Output every line of the entries from the line containing "Which spot lies innermost in each instance of the overcast" through the last, exactly, with no other content.

START Supplied data

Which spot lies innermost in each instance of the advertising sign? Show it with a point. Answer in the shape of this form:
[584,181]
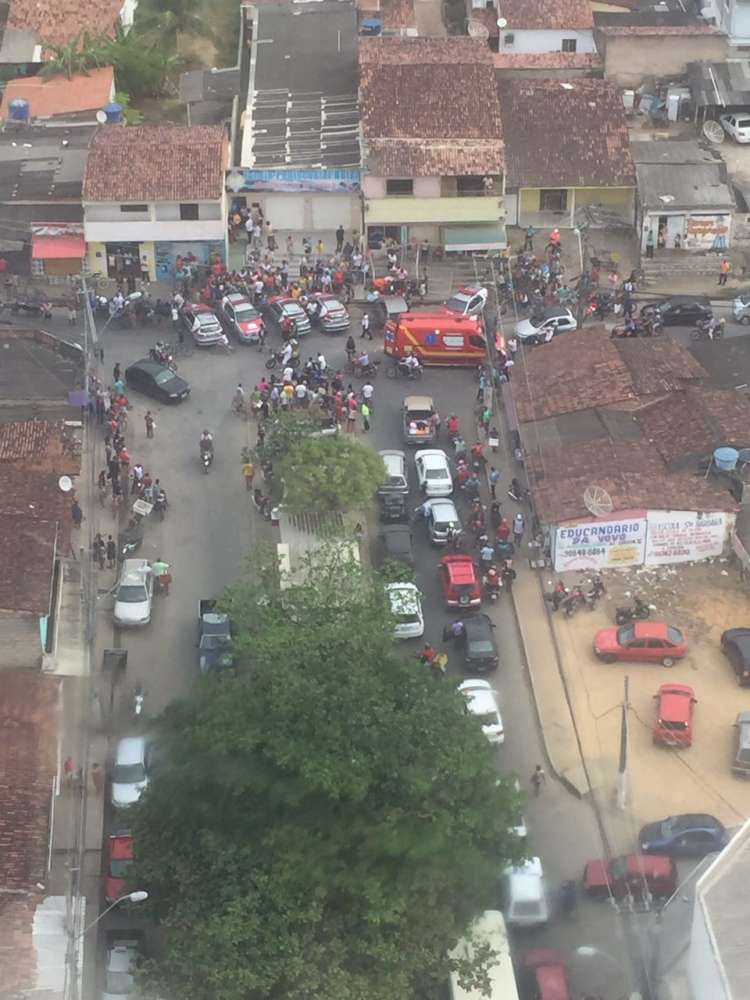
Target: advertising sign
[600,544]
[683,536]
[337,181]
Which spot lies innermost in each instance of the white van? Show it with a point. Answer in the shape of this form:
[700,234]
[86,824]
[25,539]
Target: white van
[488,929]
[526,899]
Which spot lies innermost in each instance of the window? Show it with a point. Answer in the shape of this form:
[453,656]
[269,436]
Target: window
[399,186]
[553,200]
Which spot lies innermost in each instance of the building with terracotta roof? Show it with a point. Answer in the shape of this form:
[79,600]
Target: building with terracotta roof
[432,168]
[534,26]
[61,95]
[32,25]
[636,45]
[154,199]
[567,150]
[613,431]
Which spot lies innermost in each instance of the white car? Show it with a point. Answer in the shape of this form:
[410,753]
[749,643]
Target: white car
[406,606]
[736,125]
[482,704]
[440,515]
[544,326]
[467,301]
[130,771]
[134,593]
[122,957]
[525,896]
[433,472]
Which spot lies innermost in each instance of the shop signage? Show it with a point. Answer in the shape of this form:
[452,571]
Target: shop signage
[683,536]
[600,544]
[339,181]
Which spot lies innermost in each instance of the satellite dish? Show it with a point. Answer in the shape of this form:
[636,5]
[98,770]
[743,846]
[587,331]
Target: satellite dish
[597,501]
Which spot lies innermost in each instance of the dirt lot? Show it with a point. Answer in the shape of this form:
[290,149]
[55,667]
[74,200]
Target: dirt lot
[702,600]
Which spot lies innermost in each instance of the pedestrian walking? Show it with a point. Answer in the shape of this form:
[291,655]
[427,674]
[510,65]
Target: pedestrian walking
[100,550]
[97,778]
[538,778]
[494,478]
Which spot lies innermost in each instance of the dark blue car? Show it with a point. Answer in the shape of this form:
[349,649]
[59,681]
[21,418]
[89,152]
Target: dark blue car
[691,835]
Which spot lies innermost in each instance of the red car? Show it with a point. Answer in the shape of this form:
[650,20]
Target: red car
[653,642]
[674,715]
[632,875]
[546,967]
[459,578]
[120,860]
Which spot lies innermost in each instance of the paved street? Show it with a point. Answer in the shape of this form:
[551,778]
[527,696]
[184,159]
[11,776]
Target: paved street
[211,526]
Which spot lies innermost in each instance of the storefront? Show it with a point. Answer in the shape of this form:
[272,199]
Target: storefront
[637,538]
[57,249]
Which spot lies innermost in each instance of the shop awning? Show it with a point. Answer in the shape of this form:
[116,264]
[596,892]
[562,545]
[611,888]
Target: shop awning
[58,247]
[457,238]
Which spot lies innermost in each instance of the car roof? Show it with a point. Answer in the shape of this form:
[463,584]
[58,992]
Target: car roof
[130,750]
[432,456]
[461,569]
[418,403]
[651,630]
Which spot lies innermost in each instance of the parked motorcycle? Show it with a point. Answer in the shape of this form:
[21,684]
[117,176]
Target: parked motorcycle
[138,700]
[638,612]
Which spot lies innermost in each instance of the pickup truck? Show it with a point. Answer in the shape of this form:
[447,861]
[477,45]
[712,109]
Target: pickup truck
[214,636]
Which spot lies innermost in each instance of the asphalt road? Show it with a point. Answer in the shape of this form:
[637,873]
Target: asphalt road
[212,526]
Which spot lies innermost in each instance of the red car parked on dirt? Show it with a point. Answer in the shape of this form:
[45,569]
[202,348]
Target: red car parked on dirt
[674,715]
[630,875]
[652,642]
[459,579]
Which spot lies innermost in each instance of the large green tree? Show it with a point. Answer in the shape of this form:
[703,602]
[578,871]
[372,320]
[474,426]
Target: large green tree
[325,823]
[330,474]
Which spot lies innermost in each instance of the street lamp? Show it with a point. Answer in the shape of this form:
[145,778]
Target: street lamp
[588,951]
[130,897]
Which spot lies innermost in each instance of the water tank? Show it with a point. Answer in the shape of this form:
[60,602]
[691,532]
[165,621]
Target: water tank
[113,113]
[18,110]
[726,459]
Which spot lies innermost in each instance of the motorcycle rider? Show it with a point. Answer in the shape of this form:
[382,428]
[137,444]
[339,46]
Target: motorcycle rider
[207,442]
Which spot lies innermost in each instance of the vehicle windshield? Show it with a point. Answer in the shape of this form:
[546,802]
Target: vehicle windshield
[135,594]
[672,724]
[120,983]
[128,774]
[456,303]
[480,647]
[245,314]
[488,719]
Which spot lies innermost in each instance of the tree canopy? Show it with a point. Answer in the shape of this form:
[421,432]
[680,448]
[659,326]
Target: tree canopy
[329,474]
[324,823]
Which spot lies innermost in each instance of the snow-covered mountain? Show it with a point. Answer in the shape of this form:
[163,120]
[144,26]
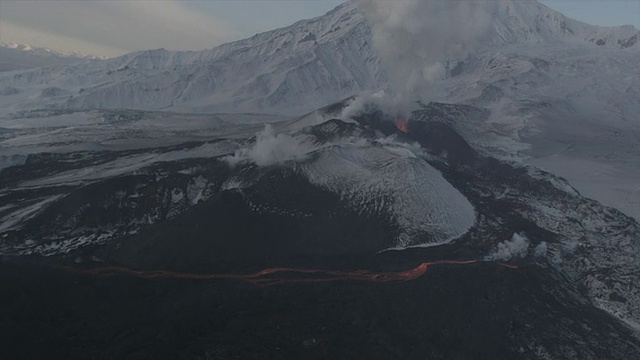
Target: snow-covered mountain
[554,85]
[22,56]
[120,206]
[289,70]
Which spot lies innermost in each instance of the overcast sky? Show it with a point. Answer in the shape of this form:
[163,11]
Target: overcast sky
[114,27]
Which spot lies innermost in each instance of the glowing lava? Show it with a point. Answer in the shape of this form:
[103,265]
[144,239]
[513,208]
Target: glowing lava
[275,276]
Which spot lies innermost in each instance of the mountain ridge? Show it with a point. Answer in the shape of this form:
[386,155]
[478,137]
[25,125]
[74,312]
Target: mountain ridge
[312,62]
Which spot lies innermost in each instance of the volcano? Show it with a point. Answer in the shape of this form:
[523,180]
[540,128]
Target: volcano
[262,199]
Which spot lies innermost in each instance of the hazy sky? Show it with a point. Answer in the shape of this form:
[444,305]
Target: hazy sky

END Supplied data

Written answer:
Which spot lies innermost in each instance of the overcast sky? Show it with a point. Answer in the shape of this form:
[163,11]
Target: overcast sky
[114,27]
Which spot lies innermost in each instance of the glowing lava? Show it with a point. Answer in the shape of this form:
[103,265]
[144,239]
[513,208]
Target: glowing lava
[275,276]
Which spot lies innermost in each instance of the mountain ridge? Show it with a point. Answer in the shape of this form:
[386,155]
[478,137]
[25,125]
[74,312]
Target: mountain ridge
[312,62]
Which spot lies innermost in each instance of the volcano? Show it with a point. Answer in the shape of this form:
[523,180]
[540,128]
Target: volcano
[262,199]
Which spot lies innermost in each instance of the hazy sky? Show it with a point. Answer in the shape of this form:
[444,305]
Target: hazy sky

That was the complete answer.